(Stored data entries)
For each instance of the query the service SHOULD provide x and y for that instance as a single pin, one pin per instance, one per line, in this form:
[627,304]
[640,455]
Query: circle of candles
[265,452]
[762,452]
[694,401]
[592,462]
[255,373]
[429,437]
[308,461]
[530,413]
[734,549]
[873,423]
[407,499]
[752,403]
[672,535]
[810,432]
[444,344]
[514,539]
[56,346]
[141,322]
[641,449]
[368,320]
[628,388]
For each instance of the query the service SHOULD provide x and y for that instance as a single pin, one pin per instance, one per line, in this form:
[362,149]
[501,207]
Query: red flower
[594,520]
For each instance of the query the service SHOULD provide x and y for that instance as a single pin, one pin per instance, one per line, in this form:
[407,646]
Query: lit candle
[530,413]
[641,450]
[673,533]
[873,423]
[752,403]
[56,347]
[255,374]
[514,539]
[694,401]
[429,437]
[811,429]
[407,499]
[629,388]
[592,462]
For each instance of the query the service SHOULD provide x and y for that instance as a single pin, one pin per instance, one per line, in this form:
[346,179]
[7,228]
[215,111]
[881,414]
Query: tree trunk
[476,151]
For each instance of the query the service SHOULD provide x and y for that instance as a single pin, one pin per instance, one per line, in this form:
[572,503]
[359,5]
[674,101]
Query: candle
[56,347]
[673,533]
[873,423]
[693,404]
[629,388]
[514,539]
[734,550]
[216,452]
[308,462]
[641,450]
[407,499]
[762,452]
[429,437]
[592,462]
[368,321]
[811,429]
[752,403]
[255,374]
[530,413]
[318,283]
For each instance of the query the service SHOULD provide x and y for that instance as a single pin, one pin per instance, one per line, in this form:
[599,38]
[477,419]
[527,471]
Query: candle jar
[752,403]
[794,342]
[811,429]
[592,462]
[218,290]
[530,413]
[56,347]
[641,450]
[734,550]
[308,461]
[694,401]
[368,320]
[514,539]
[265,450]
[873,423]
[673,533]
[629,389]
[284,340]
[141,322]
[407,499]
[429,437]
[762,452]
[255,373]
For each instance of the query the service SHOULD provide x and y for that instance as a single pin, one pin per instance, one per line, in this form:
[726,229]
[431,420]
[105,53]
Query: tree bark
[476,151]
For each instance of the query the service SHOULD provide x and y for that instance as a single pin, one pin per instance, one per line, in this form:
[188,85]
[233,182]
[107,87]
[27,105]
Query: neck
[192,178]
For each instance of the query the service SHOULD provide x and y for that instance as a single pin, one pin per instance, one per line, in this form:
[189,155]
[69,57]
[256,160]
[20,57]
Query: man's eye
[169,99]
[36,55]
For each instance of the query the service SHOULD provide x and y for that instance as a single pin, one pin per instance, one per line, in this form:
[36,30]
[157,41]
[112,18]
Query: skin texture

→ **Your assignment**
Output all of the entries, exactly as they are written.

→ **Exercise solution**
For each instance of the query the service SHOULD provide x and y for that instance as a single pin, one pin per instance, one per line, in this form:
[627,304]
[640,455]
Query: circle of candles
[265,452]
[762,452]
[694,401]
[592,462]
[255,373]
[429,437]
[308,461]
[530,413]
[734,549]
[873,423]
[407,499]
[752,403]
[672,535]
[810,432]
[444,344]
[514,539]
[56,346]
[141,322]
[641,449]
[368,320]
[628,388]
For each instance of the query the service SHOULD provide x and y for that instance as a single pin, one pin per instance, one per line, in this form:
[362,149]
[501,207]
Query: red flower
[594,520]
For each instance of the query the service SHOULD provide x and y for that instance as a single pin, one pin per instance, one per line, in this form:
[407,646]
Query: lit candle
[530,413]
[641,450]
[673,533]
[873,423]
[752,403]
[56,347]
[255,374]
[514,539]
[694,401]
[429,437]
[811,429]
[407,499]
[629,388]
[592,462]
For each instance of the query the service SHOULD provide x and y for that instance as a single pin, one pin per instance, one per line, in this form:
[346,179]
[7,228]
[215,111]
[881,414]
Query: tree trunk
[476,151]
For each instance of the query the service SHOULD provide x and y for that instance as a single pin, one pin per instance, one per line, in this form:
[572,503]
[359,5]
[674,101]
Query: candle
[56,347]
[673,533]
[873,423]
[693,404]
[629,388]
[514,539]
[734,550]
[216,452]
[308,462]
[641,450]
[407,499]
[762,452]
[429,437]
[592,462]
[368,321]
[811,429]
[752,403]
[255,374]
[530,413]
[318,283]
For each instance of the query the service SHOULD provide x and y for that instance as a single pin, one pin per instance, one per line, in this form:
[599,38]
[477,419]
[527,471]
Query: candle jar
[752,403]
[794,342]
[811,429]
[592,462]
[218,290]
[530,413]
[56,347]
[641,450]
[734,550]
[308,461]
[694,401]
[368,320]
[514,539]
[265,450]
[873,423]
[673,533]
[629,389]
[284,340]
[141,322]
[407,499]
[429,437]
[762,452]
[255,373]
For each instance of the query the service SHOULD provide x and y for that instance as a single pin, one pin per instance, one per line, in this form:
[726,229]
[431,420]
[105,53]
Query: tree bark
[476,151]
For each instance of the query the service SHOULD provide x and y for that instance as a single pin, one pin per instance, one per line, in this form:
[188,85]
[233,182]
[107,87]
[27,105]
Query: neck
[192,178]
For each instance of the query the service SHOULD provide x and y for that instance as a single pin, one pin per instance, one per line, in this form:
[189,155]
[69,57]
[256,160]
[20,57]
Query: man's eye
[169,99]
[36,55]
For each instance of the query the service SHOULD provide x and y for that instance as a single pin, one pin per instance, one per line, in this form:
[36,30]
[157,41]
[112,18]
Query: skin texture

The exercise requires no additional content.